▶ Task instructions
Render every line of the items below as a Markdown table with the columns Row and Line, numbering the rows and omitting blank lines.

▶ Stored rows
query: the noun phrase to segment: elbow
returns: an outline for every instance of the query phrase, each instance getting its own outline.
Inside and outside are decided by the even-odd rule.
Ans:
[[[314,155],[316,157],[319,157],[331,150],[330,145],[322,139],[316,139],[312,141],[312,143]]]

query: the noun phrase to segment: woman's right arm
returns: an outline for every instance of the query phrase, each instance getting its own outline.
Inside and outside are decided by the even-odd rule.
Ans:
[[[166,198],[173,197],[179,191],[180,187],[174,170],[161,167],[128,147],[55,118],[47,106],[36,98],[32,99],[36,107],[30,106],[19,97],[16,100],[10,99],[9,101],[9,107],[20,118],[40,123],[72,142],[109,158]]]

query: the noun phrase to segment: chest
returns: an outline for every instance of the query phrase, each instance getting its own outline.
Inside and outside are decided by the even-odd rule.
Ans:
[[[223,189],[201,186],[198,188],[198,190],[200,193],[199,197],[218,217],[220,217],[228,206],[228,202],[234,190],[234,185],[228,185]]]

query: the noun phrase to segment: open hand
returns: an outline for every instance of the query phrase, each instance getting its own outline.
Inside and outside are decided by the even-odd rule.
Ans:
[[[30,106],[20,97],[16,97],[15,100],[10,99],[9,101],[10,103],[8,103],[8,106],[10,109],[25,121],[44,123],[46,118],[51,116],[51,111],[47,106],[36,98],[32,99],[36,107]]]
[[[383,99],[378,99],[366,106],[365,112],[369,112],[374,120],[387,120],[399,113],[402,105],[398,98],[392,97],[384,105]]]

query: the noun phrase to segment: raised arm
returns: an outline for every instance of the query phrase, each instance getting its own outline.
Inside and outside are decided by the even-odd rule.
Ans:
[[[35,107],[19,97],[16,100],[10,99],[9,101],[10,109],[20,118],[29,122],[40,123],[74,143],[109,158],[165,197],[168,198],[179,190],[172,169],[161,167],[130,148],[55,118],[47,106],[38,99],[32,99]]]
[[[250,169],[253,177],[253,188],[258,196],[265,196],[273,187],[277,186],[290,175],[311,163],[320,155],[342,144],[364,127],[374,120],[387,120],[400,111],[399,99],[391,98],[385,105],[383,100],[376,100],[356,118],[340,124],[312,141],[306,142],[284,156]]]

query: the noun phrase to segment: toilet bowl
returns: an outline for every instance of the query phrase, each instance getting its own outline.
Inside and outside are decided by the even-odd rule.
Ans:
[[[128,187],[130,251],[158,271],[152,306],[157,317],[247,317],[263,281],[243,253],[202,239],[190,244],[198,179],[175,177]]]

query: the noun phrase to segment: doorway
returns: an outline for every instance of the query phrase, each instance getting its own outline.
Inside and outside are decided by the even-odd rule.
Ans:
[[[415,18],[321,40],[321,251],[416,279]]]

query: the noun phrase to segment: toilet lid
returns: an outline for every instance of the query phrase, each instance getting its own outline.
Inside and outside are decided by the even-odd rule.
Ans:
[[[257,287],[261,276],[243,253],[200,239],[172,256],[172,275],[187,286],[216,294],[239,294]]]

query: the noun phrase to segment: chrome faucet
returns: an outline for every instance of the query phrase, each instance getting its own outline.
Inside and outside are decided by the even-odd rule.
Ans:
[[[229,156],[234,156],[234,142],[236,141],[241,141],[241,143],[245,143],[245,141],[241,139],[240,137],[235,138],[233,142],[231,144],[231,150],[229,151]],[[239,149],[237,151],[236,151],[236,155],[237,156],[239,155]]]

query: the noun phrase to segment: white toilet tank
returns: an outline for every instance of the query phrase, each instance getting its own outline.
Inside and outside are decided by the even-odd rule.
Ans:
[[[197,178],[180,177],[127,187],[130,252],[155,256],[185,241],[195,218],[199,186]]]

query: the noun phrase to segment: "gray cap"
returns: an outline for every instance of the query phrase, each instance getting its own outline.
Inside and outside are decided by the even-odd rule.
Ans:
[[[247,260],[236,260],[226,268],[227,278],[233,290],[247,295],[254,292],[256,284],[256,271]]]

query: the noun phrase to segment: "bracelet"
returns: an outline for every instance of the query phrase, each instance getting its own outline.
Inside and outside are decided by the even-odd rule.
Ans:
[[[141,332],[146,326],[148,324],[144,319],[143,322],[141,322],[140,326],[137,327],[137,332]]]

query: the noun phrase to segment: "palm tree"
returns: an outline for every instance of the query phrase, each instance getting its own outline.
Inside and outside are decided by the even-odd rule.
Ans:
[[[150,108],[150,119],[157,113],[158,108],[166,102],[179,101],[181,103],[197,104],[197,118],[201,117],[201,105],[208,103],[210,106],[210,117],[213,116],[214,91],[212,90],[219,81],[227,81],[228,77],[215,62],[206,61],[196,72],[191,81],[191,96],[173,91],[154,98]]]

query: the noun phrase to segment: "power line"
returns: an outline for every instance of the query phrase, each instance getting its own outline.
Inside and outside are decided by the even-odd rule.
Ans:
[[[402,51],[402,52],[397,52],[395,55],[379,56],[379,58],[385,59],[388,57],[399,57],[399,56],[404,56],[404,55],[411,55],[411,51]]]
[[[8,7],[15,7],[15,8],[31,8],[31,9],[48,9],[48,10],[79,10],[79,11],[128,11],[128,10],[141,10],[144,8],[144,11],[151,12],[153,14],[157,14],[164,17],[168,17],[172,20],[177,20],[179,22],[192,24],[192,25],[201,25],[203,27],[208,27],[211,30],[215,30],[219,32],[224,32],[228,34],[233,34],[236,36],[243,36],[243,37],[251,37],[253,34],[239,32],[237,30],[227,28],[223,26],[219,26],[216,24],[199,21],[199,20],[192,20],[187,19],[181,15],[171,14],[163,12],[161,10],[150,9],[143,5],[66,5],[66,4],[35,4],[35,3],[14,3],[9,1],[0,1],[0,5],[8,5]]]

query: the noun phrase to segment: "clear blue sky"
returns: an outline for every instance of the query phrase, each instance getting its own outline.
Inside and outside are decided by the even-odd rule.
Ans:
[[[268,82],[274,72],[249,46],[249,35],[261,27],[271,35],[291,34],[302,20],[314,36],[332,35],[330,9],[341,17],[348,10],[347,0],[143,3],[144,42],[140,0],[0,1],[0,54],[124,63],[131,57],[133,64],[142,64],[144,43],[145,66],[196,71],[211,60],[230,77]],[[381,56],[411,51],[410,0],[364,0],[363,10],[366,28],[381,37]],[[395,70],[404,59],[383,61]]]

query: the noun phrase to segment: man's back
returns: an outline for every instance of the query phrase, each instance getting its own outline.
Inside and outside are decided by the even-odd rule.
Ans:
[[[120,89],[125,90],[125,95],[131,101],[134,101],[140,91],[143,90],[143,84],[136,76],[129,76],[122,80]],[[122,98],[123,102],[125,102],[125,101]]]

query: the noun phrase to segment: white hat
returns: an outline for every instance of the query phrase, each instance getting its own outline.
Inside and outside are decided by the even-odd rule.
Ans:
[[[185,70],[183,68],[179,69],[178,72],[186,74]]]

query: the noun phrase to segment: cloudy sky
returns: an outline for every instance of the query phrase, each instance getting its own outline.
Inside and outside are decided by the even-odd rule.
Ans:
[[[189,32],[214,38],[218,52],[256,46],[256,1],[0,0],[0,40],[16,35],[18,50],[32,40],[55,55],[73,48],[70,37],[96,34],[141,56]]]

▶ Final result
| Row | Line |
|---|---|
| 1 | query: the noun phrase to segment: elbow |
| 2 | returns: an outline for every instance of the query phrase, each instance getting its own outline. |
| 3 | Inside and outside are decided by the even-odd rule. |
| 4 | Ans: |
| 5 | [[[314,155],[316,157],[319,157],[331,150],[330,145],[322,139],[316,139],[312,141],[312,143]]] |
| 6 | query: the noun phrase to segment: woman's right arm |
| 7 | returns: an outline for every instance of the query phrase, each instance getting its own outline. |
| 8 | Inside and outside are decided by the even-odd rule. |
| 9 | Ans: |
| 10 | [[[166,198],[173,197],[179,191],[180,187],[174,170],[161,167],[128,147],[55,118],[47,106],[36,98],[32,99],[36,107],[30,106],[19,97],[16,100],[10,99],[9,101],[9,107],[20,118],[40,123],[72,142],[109,158]]] |
| 11 | query: the noun phrase to segment: chest |
| 12 | returns: an outline for every instance of the query phrase, each instance getting its own outline. |
| 13 | Inside and outside are decided by the even-odd rule. |
| 14 | Ans: |
| 15 | [[[223,189],[201,186],[198,188],[198,190],[200,193],[199,197],[218,217],[220,217],[228,206],[228,202],[234,190],[234,185],[228,185]]] |
| 16 | query: the noun phrase to segment: open hand |
| 17 | returns: an outline for every instance of the query phrase, each instance getting its own outline. |
| 18 | Inside and outside are decided by the even-odd rule. |
| 19 | Ans: |
| 20 | [[[30,106],[20,97],[16,97],[15,100],[10,99],[9,101],[10,103],[8,103],[8,106],[10,109],[25,121],[44,123],[46,118],[51,116],[51,111],[47,106],[36,98],[32,99],[36,107]]] |
| 21 | [[[383,99],[378,99],[366,106],[365,112],[369,112],[374,120],[387,120],[399,113],[402,105],[398,98],[392,97],[384,105]]] |
| 22 | query: the noun phrase to segment: raised arm |
| 23 | returns: an outline for every instance of the query phrase, each instance getting its own outline. |
| 24 | Inside and outside are decided by the even-odd rule. |
| 25 | Ans: |
| 26 | [[[35,107],[19,97],[16,100],[10,99],[9,101],[10,109],[20,118],[29,122],[40,123],[74,143],[109,158],[165,197],[168,198],[179,190],[172,169],[161,167],[130,148],[55,118],[47,106],[38,99],[32,99]]] |
| 27 | [[[250,169],[253,177],[253,188],[258,196],[265,196],[273,187],[277,186],[290,175],[311,163],[320,155],[342,144],[364,127],[374,120],[387,120],[400,111],[399,99],[391,98],[385,105],[383,100],[376,100],[356,118],[340,124],[312,141],[306,142],[284,156]]] |
| 28 | query: the noun phrase to segment: toilet bowl |
| 29 | returns: an outline for every instance of the query phrase, each instance getting its own outline. |
| 30 | Inside and outside are decided by the even-odd rule. |
| 31 | Ans: |
| 32 | [[[128,187],[130,251],[158,271],[152,306],[157,317],[247,317],[263,281],[243,253],[202,239],[190,244],[198,179],[175,177]]] |
| 33 | query: the noun phrase to segment: doorway |
| 34 | returns: an outline for every instance of the query phrase, each instance getting its own outline. |
| 35 | Inside and outside are decided by the even-odd rule. |
| 36 | Ans: |
| 37 | [[[415,18],[321,40],[321,251],[416,279]]] |
| 38 | query: the noun phrase to segment: toilet lid |
| 39 | returns: an outline for every instance of the query phrase, each instance getting its own outline. |
| 40 | Inside and outside are decided by the even-odd rule. |
| 41 | Ans: |
| 42 | [[[257,287],[261,276],[243,253],[200,239],[172,256],[172,275],[187,286],[216,294],[239,294]]] |
| 43 | query: the noun phrase to segment: chrome faucet |
| 44 | returns: an outline for every instance of the query phrase, each instance getting its own outline. |
| 45 | Inside and outside are decided by the even-odd rule. |
| 46 | Ans: |
| 47 | [[[229,156],[234,156],[234,142],[236,141],[241,141],[241,143],[245,143],[245,141],[241,139],[240,137],[235,138],[233,142],[231,144],[231,150],[229,151]],[[239,149],[237,151],[236,151],[236,155],[237,156],[239,155]]] |
| 48 | query: the noun phrase to segment: white toilet tank |
| 49 | returns: an outline for every instance of the query phrase, each instance getting its own outline. |
| 50 | Inside and outside are decided by the even-odd rule. |
| 51 | Ans: |
| 52 | [[[197,178],[180,177],[127,187],[130,252],[155,256],[185,241],[195,218],[199,186]]] |
| 53 | query: the noun phrase to segment: "gray cap" |
| 54 | returns: an outline for every instance of the query phrase, each instance getting its own outline. |
| 55 | Inside and outside are decided by the even-odd rule. |
| 56 | Ans: |
| 57 | [[[247,260],[236,260],[226,268],[227,278],[233,290],[247,295],[254,292],[256,284],[256,271]]] |
| 58 | query: the noun phrase to segment: "bracelet" |
| 59 | returns: an outline for every instance of the query phrase, each instance getting its own outline. |
| 60 | Inside and outside are decided by the even-odd rule. |
| 61 | Ans: |
| 62 | [[[141,332],[146,326],[148,324],[144,319],[143,322],[141,322],[140,326],[137,327],[137,332]]] |
| 63 | query: the noun phrase to segment: "palm tree" |
| 64 | returns: an outline for every instance of the query phrase, each instance getting its own outline. |
| 65 | Inside and outside are decided by the even-odd rule. |
| 66 | Ans: |
| 67 | [[[150,108],[150,119],[157,113],[158,108],[166,102],[179,101],[181,103],[197,104],[197,118],[201,117],[201,105],[208,103],[210,106],[210,117],[213,116],[214,91],[212,90],[219,81],[227,81],[228,77],[215,62],[206,61],[196,72],[191,81],[191,96],[173,91],[154,98]]] |
| 68 | query: the noun phrase to segment: "power line" |
| 69 | returns: an outline for every instance of the query phrase, each instance getting its own outline. |
| 70 | Inside and outside are decided by the even-odd rule. |
| 71 | Ans: |
| 72 | [[[402,51],[402,52],[397,52],[395,55],[379,56],[379,58],[385,59],[388,57],[399,57],[399,56],[404,56],[404,55],[411,55],[411,51]]] |
| 73 | [[[8,7],[15,7],[15,8],[31,8],[31,9],[48,9],[48,10],[79,10],[79,11],[128,11],[128,10],[141,10],[144,8],[144,11],[151,12],[153,14],[157,14],[164,17],[168,17],[172,20],[177,20],[179,22],[192,24],[192,25],[201,25],[203,27],[208,27],[211,30],[215,30],[219,32],[224,32],[228,34],[233,34],[236,36],[243,36],[243,37],[251,37],[253,34],[239,32],[237,30],[227,28],[223,26],[219,26],[216,24],[199,21],[199,20],[192,20],[187,19],[181,15],[171,14],[163,12],[161,10],[150,9],[143,5],[66,5],[66,4],[35,4],[35,3],[14,3],[9,1],[0,1],[0,5],[8,5]]] |
| 74 | query: the noun phrase to segment: "clear blue sky" |
| 75 | returns: an outline for every instance of the query phrase, each instance getting its own outline. |
| 76 | Inside and outside are decided by the even-odd rule. |
| 77 | Ans: |
| 78 | [[[268,82],[274,72],[249,46],[249,35],[261,27],[271,35],[291,34],[302,20],[314,36],[332,35],[330,9],[341,17],[348,10],[347,0],[143,3],[144,42],[140,0],[0,1],[0,54],[124,63],[131,57],[133,64],[142,64],[144,43],[145,66],[196,71],[211,60],[230,77]],[[381,56],[411,51],[410,0],[364,0],[363,10],[366,28],[381,37]],[[395,70],[404,59],[383,61]]] |
| 79 | query: the noun phrase to segment: man's back |
| 80 | returns: an outline for every instance of the query phrase, each instance getting its own outline. |
| 81 | Inside and outside are decided by the even-odd rule. |
| 82 | Ans: |
| 83 | [[[120,89],[125,90],[125,95],[131,101],[134,101],[140,91],[143,90],[143,84],[136,76],[129,76],[122,80]],[[122,98],[123,102],[125,102],[125,101]]] |
| 84 | query: the noun phrase to segment: white hat |
| 85 | returns: an outline for every instance of the query phrase, each instance getting its own outline. |
| 86 | Inside and outside are decided by the even-odd rule. |
| 87 | Ans: |
| 88 | [[[185,70],[183,68],[179,69],[178,72],[186,74]]] |
| 89 | query: the noun phrase to segment: cloudy sky |
| 90 | returns: an outline for every instance of the query phrase, each instance getting its own outline. |
| 91 | Inside and outside are decided by the even-odd rule. |
| 92 | Ans: |
| 93 | [[[189,32],[214,38],[218,52],[256,46],[256,1],[0,0],[0,40],[16,35],[18,50],[32,40],[55,55],[73,48],[70,37],[96,34],[141,56]]] |